§ **RECORD LIST**:
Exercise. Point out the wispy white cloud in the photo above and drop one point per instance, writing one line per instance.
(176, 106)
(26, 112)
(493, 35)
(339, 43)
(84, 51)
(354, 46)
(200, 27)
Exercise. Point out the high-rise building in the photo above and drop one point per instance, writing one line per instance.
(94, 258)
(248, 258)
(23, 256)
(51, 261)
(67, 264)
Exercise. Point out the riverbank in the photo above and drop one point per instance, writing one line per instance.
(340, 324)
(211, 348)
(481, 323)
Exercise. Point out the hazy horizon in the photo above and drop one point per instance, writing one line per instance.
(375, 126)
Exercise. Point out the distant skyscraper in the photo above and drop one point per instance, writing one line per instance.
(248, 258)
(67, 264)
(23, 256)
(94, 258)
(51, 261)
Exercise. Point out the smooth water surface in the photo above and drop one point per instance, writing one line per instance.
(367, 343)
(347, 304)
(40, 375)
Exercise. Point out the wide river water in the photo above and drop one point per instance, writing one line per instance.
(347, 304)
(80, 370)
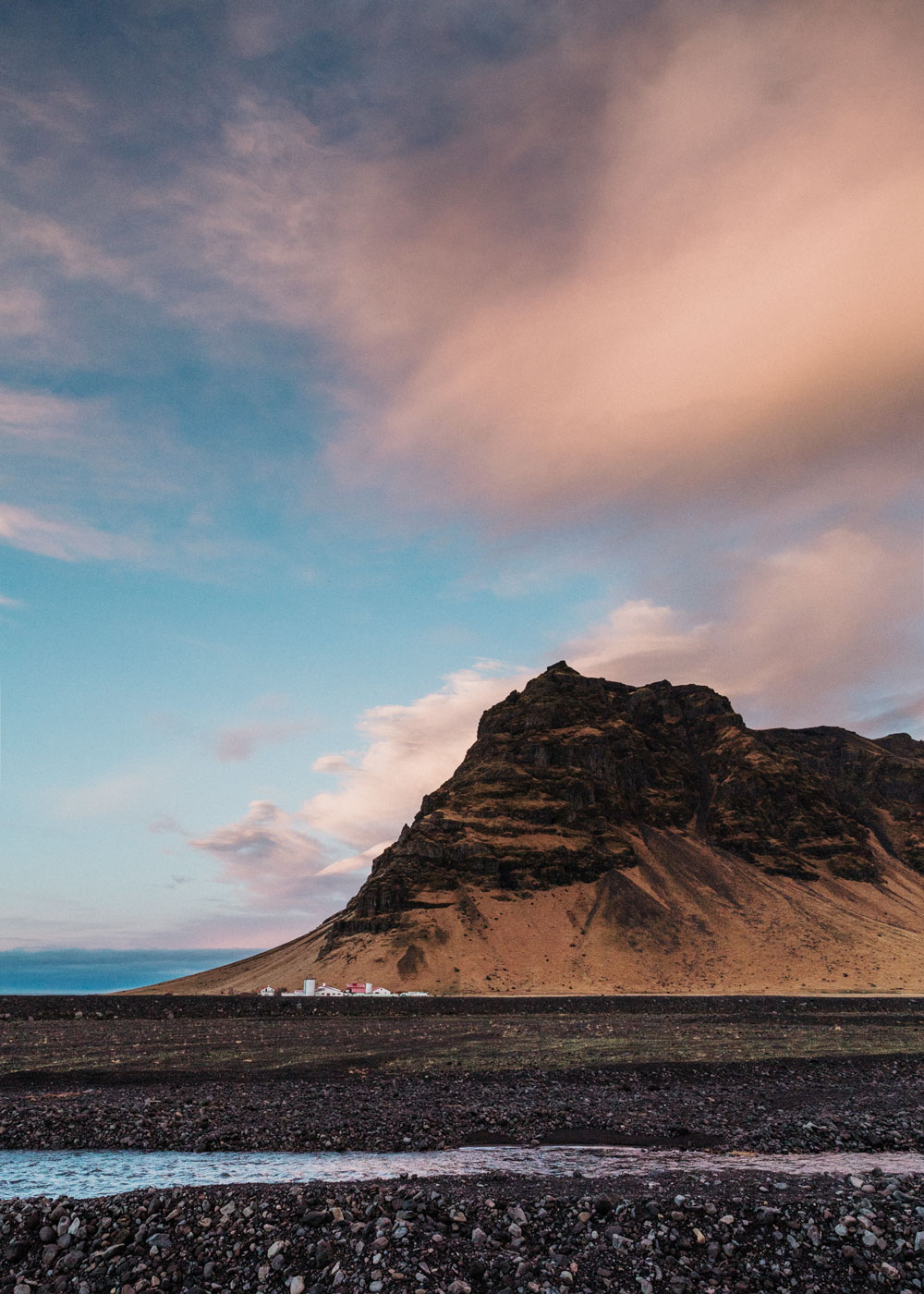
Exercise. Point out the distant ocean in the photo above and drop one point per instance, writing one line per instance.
(105, 970)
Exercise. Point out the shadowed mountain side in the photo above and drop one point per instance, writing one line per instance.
(601, 838)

§ **PROBLEM TO WORK ON**:
Write out all of the lines above again, requests included, multiplying each coordinate in the answers by 2.25 and rounding it to a whole number, with halves rounded up. Leave the pictures out.

§ **EXERCISE RESPONSE**:
Exercise. Point out the wispy white cloud in the photo above and drop one point per instance, writing one line per instance.
(396, 239)
(59, 252)
(1109, 79)
(763, 97)
(189, 115)
(797, 104)
(450, 61)
Exercise. Point out the high-rise building in the photo above and drop one point per instance, writing one line per instance.
(212, 581)
(558, 581)
(52, 576)
(115, 587)
(151, 594)
Exercise. Point out the riverbank in the photo above and drop one point per instance, writing one line per instance.
(765, 729)
(475, 783)
(1082, 727)
Exercise. Point out the hazy horizon in the photo above and drop one point per instance, writing one line per instance.
(844, 284)
Exercise. Point out the distant skyscraper in the photo above and drop one point per instance, writing one line per instance.
(558, 581)
(151, 594)
(52, 576)
(212, 581)
(115, 587)
Exercise. Point out the smooth water surface in the photo above and drop one point per instance, writing one line per instance.
(826, 772)
(781, 684)
(90, 844)
Exercise. Point out the wide river water in the photo above and drop one point per instance, writing one line per instance.
(781, 684)
(180, 833)
Exercise. Point out the distant ocean in the photo above and drop one point per instance, writing one line per instance.
(236, 2183)
Exercise. Point out the shadowed mountain side in the photo above and drop one point per instance, writing one line per instance.
(1352, 1886)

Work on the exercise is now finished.